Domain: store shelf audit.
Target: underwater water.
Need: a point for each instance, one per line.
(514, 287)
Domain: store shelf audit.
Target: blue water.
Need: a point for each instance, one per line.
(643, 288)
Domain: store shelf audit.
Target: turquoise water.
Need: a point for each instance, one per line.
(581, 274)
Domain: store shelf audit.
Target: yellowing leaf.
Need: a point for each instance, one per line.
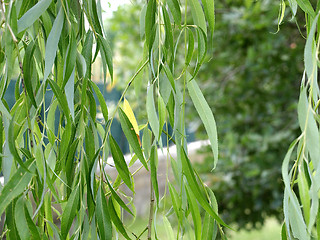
(128, 111)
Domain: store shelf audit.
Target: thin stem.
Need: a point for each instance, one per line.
(151, 212)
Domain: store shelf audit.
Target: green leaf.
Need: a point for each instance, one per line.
(151, 112)
(198, 15)
(208, 6)
(69, 90)
(131, 136)
(20, 219)
(190, 47)
(150, 22)
(102, 216)
(194, 212)
(61, 98)
(168, 228)
(52, 43)
(153, 168)
(117, 198)
(12, 145)
(206, 116)
(33, 14)
(31, 225)
(167, 25)
(195, 188)
(116, 220)
(27, 66)
(70, 211)
(16, 185)
(174, 8)
(106, 55)
(306, 6)
(120, 163)
(71, 59)
(103, 105)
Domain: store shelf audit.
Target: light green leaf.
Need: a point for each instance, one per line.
(20, 219)
(117, 198)
(106, 54)
(70, 211)
(198, 15)
(208, 6)
(33, 14)
(193, 205)
(52, 43)
(168, 228)
(195, 188)
(116, 220)
(206, 116)
(306, 6)
(16, 185)
(103, 105)
(69, 90)
(102, 216)
(174, 8)
(151, 112)
(61, 98)
(153, 168)
(150, 22)
(120, 163)
(131, 136)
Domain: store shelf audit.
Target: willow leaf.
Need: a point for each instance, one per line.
(132, 137)
(174, 7)
(103, 105)
(102, 215)
(16, 185)
(153, 168)
(33, 14)
(208, 6)
(206, 116)
(118, 199)
(151, 112)
(52, 43)
(198, 15)
(70, 211)
(116, 220)
(195, 188)
(120, 162)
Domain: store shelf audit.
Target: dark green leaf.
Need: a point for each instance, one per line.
(206, 116)
(16, 185)
(131, 136)
(174, 8)
(102, 216)
(70, 211)
(153, 168)
(102, 102)
(120, 163)
(33, 14)
(116, 220)
(52, 43)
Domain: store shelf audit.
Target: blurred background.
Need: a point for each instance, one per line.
(251, 80)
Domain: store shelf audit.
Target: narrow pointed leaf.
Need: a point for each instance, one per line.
(132, 137)
(33, 14)
(206, 116)
(52, 43)
(120, 162)
(102, 216)
(16, 185)
(70, 211)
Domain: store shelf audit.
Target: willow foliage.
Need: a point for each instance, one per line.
(49, 171)
(302, 176)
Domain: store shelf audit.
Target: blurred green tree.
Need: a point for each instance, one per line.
(251, 80)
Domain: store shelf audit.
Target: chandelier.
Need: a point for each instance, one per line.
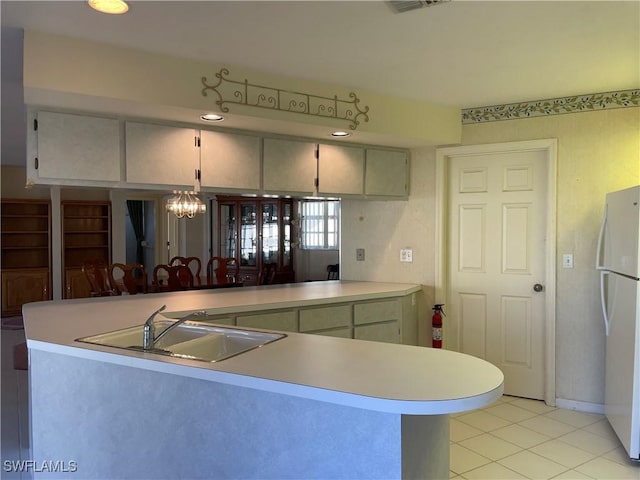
(185, 204)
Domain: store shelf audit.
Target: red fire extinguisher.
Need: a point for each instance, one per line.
(436, 325)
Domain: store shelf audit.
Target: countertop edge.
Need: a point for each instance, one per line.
(384, 405)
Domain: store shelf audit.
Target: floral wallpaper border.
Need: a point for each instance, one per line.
(553, 106)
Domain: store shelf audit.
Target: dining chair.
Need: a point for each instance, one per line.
(192, 262)
(177, 277)
(129, 277)
(97, 274)
(226, 270)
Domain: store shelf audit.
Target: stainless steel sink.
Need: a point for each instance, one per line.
(192, 340)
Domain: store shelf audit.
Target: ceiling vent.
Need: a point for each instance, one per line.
(400, 6)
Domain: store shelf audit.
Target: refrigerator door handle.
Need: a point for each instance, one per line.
(599, 265)
(603, 301)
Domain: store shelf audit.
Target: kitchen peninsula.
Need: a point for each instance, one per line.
(304, 406)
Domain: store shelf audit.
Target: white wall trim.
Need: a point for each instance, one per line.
(441, 227)
(580, 406)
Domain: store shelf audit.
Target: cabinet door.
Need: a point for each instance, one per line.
(78, 147)
(340, 170)
(229, 160)
(161, 155)
(378, 332)
(387, 173)
(289, 166)
(20, 287)
(285, 321)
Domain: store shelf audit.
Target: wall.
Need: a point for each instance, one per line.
(598, 152)
(382, 228)
(75, 74)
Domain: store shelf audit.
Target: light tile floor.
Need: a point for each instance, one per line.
(519, 438)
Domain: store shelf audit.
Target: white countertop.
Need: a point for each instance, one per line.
(371, 375)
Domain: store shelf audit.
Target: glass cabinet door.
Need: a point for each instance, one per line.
(227, 234)
(270, 233)
(286, 234)
(248, 235)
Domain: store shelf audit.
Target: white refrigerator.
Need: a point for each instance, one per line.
(619, 265)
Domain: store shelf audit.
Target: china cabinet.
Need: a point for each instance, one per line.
(257, 231)
(26, 253)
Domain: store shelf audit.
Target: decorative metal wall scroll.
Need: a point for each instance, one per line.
(554, 106)
(245, 93)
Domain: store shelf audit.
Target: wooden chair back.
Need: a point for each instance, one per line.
(267, 274)
(178, 277)
(130, 277)
(225, 270)
(97, 274)
(333, 272)
(192, 262)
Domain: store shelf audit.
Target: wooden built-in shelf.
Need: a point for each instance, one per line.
(26, 253)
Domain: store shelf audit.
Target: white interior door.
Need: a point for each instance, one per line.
(497, 217)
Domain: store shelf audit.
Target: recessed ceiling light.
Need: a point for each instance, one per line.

##############################

## Directions
Transcribe each entry precisely as given, leaving the pictures out.

## Task output
Domain: store shelf audit.
Target: underwater water.
Need: a point for each instance, one per line.
(514, 287)
Domain: store shelf audit.
Target: blue water.
Need: a point for each instance, one per line.
(643, 288)
Domain: store shelf audit.
Target: turquoise water.
Need: a point for each instance, one per line.
(581, 274)
Domain: store shelf audit.
Target: yellowing leaf.
Need: a point for each instance, one per line.
(128, 111)
Domain: store shelf audit.
Target: thin stem.
Need: a point for each instance, one per line.
(151, 212)
Domain: store shelf audit.
Target: green leaf.
Need: a point for each instance, one per line.
(151, 112)
(198, 15)
(208, 6)
(69, 90)
(131, 136)
(20, 219)
(190, 47)
(150, 22)
(102, 216)
(194, 212)
(61, 98)
(168, 228)
(52, 43)
(153, 168)
(117, 198)
(12, 145)
(206, 116)
(33, 14)
(31, 225)
(167, 25)
(195, 188)
(116, 220)
(27, 66)
(70, 211)
(16, 185)
(174, 8)
(106, 55)
(306, 6)
(120, 163)
(71, 59)
(103, 105)
Domain: store shelf audit.
Target: light green leaf.
Need: a point for each instance, one per line.
(20, 219)
(117, 198)
(106, 54)
(70, 211)
(198, 15)
(208, 6)
(33, 14)
(193, 205)
(52, 43)
(168, 228)
(195, 188)
(116, 220)
(206, 116)
(306, 6)
(16, 185)
(103, 105)
(69, 90)
(102, 216)
(174, 8)
(151, 112)
(61, 98)
(153, 168)
(150, 22)
(120, 163)
(131, 136)
Domain: store shelf audit.
Target: willow leaf.
Need: a point for each instance, one per line.
(132, 137)
(174, 7)
(103, 105)
(102, 215)
(16, 185)
(153, 168)
(33, 14)
(208, 6)
(206, 116)
(118, 199)
(151, 112)
(52, 43)
(198, 15)
(70, 211)
(116, 220)
(195, 188)
(120, 162)
Domain: store shelf audit.
Target: dark green leaf.
Need: a point for each instance, one per line.
(206, 116)
(16, 185)
(131, 136)
(174, 8)
(102, 216)
(70, 211)
(153, 168)
(102, 102)
(120, 163)
(33, 14)
(116, 220)
(52, 43)
Domain: store shelf audit.
Target: blurred background.
Need: a point for each instance, one per line.
(251, 80)
Domain: store shelf audit.
Target: narrow pointed leaf.
Need: a point for each instance, one per line.
(132, 137)
(33, 14)
(206, 116)
(52, 43)
(120, 162)
(102, 216)
(16, 185)
(70, 211)
Domain: store shelf audit.
Target: willow foliage.
Need: a point for each instance, one per line.
(49, 171)
(302, 176)
Domain: store shelf audit.
Target: blurred green tree.
Need: a point for each instance, one per line.
(251, 80)
Domain: store shelf audit.
Target: chandelier.
Need: a point for each instance, one per line.
(185, 204)
Domain: store shelf audit.
Target: red fire extinguisher.
Need: a point for each instance, one per line.
(436, 325)
Domain: store shelf audit.
Target: countertop edge.
Need: a point for each instance, one per line.
(384, 405)
Domain: store shelf audit.
Target: floral wallpaper border.
Need: a point for each instance, one per line.
(553, 106)
Domain: store shelf audit.
Target: dining chair.
Need: a point for each instance, one per line.
(192, 262)
(177, 277)
(129, 277)
(97, 274)
(226, 270)
Domain: store shelf audit.
Target: stainless steel sink.
Need: a point for each instance, one per line.
(192, 340)
Domain: store shelf audit.
Target: ceiling vent.
Need: a point for each instance, one per line.
(400, 6)
Domain: store shelf audit.
Target: refrigerator door handle.
Need: a point for each instance, one per line.
(599, 265)
(603, 301)
Domain: store shelf audit.
Target: kitchen peninsula.
Need: a point for each instance, one per line.
(304, 406)
Domain: store shelf audit.
Target: white wall trim.
Need: a point for each instance, one per line.
(441, 227)
(580, 406)
Domain: store shelf audit.
Target: cabinet door.
Need: a point for each instance, one per line.
(78, 147)
(340, 170)
(229, 160)
(161, 155)
(378, 332)
(387, 173)
(289, 166)
(20, 287)
(285, 321)
Domain: store shelf audit.
Target: wall.
Need: a point for each instance, one per line.
(598, 152)
(382, 228)
(75, 74)
Domain: store shelf audit.
Target: light tile floor.
Need: a point for each instance, one per line.
(519, 438)
Domain: store shelf audit.
Target: white countertop.
Need: a point for each instance, one per line.
(371, 375)
Domain: store shelf audit.
Target: glass cabinet door.
Need: a point for each instance, one per line.
(227, 234)
(270, 233)
(286, 234)
(248, 235)
Domain: store shelf audit.
Target: white refrigerator.
Need: a point for each instance, one per line.
(619, 265)
Domain: store shelf audit.
Target: china cabinet.
Need: a point for each instance, one per line.
(257, 231)
(26, 253)
Domain: store shelf audit.
Target: decorative metal wall scroll.
Need: a point for each instance, one per line.
(554, 106)
(245, 93)
Domain: store shelf audit.
Target: wooden chair back.
Need: a point for each instance, one per line.
(267, 274)
(178, 277)
(130, 277)
(225, 270)
(97, 274)
(333, 272)
(192, 262)
Domain: store shelf audit.
Target: wooden built-in shelf.
Need: a point for each instance, one per line.
(26, 253)
Domain: store shelf audit.
Target: white interior door.
Need: a point for each instance, one per line.
(497, 217)
Domain: store shelf audit.
Target: recessed ceiling light.
Need: a point for each instance, one per line.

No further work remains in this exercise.